_TASK INSTRUCTIONS_
Reproduce the data below line for line, leaving out the pictures.

_Coordinate annotation records_
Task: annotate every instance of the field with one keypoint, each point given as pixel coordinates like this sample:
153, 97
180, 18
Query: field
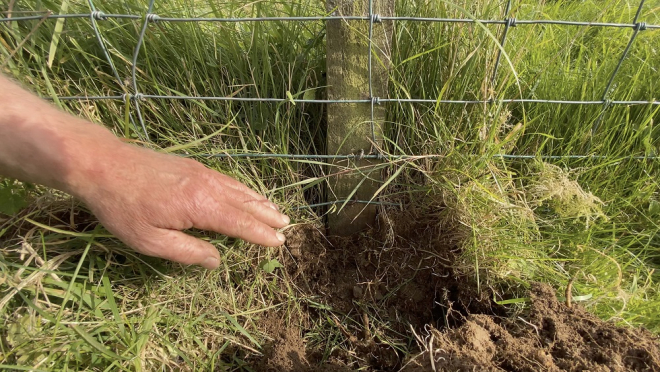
471, 243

_RESPONSE TO THE TASK_
Task: annotate every instance of the field with one keypoint, each point given as pixel coordinates like this sample:
153, 97
180, 18
Query: field
471, 243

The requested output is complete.